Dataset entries
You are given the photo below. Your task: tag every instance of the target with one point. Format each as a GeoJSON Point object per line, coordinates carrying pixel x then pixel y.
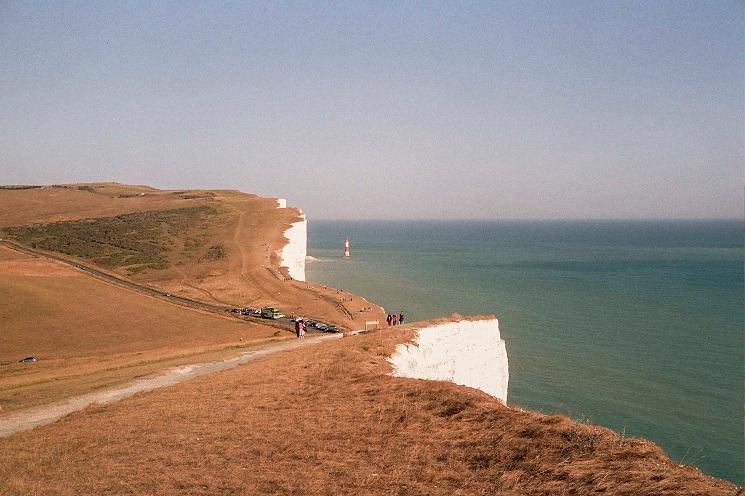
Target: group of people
{"type": "Point", "coordinates": [300, 328]}
{"type": "Point", "coordinates": [394, 319]}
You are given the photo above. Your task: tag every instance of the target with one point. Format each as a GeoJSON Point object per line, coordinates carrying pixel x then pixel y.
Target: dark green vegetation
{"type": "Point", "coordinates": [136, 242]}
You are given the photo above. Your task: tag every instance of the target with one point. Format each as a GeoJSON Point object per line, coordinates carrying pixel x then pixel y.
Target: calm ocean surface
{"type": "Point", "coordinates": [637, 326]}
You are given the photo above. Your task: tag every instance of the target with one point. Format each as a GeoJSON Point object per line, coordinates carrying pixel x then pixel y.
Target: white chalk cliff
{"type": "Point", "coordinates": [466, 352]}
{"type": "Point", "coordinates": [294, 252]}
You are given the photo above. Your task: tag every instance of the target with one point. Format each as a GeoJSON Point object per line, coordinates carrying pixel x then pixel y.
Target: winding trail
{"type": "Point", "coordinates": [30, 418]}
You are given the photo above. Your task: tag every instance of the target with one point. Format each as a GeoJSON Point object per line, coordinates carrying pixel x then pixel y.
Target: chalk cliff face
{"type": "Point", "coordinates": [294, 252]}
{"type": "Point", "coordinates": [467, 352]}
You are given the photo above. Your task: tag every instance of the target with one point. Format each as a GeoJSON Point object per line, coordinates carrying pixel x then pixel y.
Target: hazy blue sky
{"type": "Point", "coordinates": [386, 109]}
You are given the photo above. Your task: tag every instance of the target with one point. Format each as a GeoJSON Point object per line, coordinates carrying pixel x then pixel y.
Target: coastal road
{"type": "Point", "coordinates": [141, 288]}
{"type": "Point", "coordinates": [30, 418]}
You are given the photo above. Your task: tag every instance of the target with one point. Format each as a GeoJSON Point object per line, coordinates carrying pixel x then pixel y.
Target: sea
{"type": "Point", "coordinates": [633, 325]}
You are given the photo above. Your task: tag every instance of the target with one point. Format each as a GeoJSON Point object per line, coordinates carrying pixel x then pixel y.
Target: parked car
{"type": "Point", "coordinates": [271, 313]}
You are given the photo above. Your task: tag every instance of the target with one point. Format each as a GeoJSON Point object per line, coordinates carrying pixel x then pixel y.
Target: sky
{"type": "Point", "coordinates": [386, 110]}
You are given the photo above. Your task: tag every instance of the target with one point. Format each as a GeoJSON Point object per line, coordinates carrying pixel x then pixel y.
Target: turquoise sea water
{"type": "Point", "coordinates": [637, 326]}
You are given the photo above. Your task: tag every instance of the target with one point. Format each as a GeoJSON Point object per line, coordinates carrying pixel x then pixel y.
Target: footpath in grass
{"type": "Point", "coordinates": [135, 242]}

# Prompt:
Repeat the records exactly, without the pictures.

# Exercise response:
You are given the photo below. Your task: tag every instance of the target with one point. Format each as a GeoJSON Point object per line, coordinates carrying pixel x then pixel y.
Target: group of people
{"type": "Point", "coordinates": [300, 328]}
{"type": "Point", "coordinates": [394, 319]}
You are given the photo above. Your task: tag every instance of the target with one point. Format each as a GeoJSON Point object per line, coordinates carrying pixel x then pixel y.
Target: dark green vegetation
{"type": "Point", "coordinates": [136, 242]}
You are given the photo above. Your task: tag every instance of the target with one point. Format each as a GeoJSON Point object per line, coordinates carrying pixel x then pixel y.
Target: calm ocean surface
{"type": "Point", "coordinates": [637, 326]}
You are given the photo above. Your task: tag every instance of the target with one point. Format each as a GeoJSON Point object per line, coordinates carrying pixel x then pixel y.
Target: white chalk cliff
{"type": "Point", "coordinates": [466, 352]}
{"type": "Point", "coordinates": [294, 252]}
You are given the photo above. Your task: tag every instance of the target with one point. Format each as a GeoJSON Point object per line, coordinates carrying pixel x then pixel y.
Target: winding trail
{"type": "Point", "coordinates": [30, 418]}
You are given the photo above. Your task: tag every instance of the target with one point. Format each as a GeoJSON Point object per line, coordinates carrying pixel x then pixel y.
Target: chalk cliff face
{"type": "Point", "coordinates": [294, 252]}
{"type": "Point", "coordinates": [467, 352]}
You are given the photo above. Your task: tag every instance of the target with one point. Format each as a GeoJSON Point object per line, coordinates carrying pixel x then pixel y.
Target: hazy blue sky
{"type": "Point", "coordinates": [386, 109]}
You are given the photo above. Your task: tag every instance of the target with one point. Format each as a GeoJSON Point object per line, coordinates carrying pixel x then pixel y.
Target: coastal road
{"type": "Point", "coordinates": [141, 288]}
{"type": "Point", "coordinates": [30, 418]}
You are given the photo above. Your task: tag every instance of the target with one point. Format each as a GeoJSON Point object per line, coordinates carrying pixel x then pixel y.
Target: sea
{"type": "Point", "coordinates": [633, 325]}
You are given the photo above. Your task: tag every instance of the target with one point. Format each as a GeoJSON Point object per line, coordinates carrying pixel x then pixel y.
Target: parked car
{"type": "Point", "coordinates": [271, 313]}
You are given the photo above. Your task: tag every instance of the target with one point. Format each as a GeoJSON Point object per line, coordinates carrying pixel x then pixel y.
Target: sky
{"type": "Point", "coordinates": [386, 110]}
You are given the photo above. Your task: tag every instance of the target with one point. Format each as a GeoJSON Point object per line, coordinates carrying pixel x then pixel y.
Target: turquoise sea water
{"type": "Point", "coordinates": [637, 326]}
You are given the photo above. Your task: tag every instance of the target with one point. Format each as a GeoJSON Point object per line, coordinates carrying pixel x then pixel y.
Target: footpath in grass
{"type": "Point", "coordinates": [135, 242]}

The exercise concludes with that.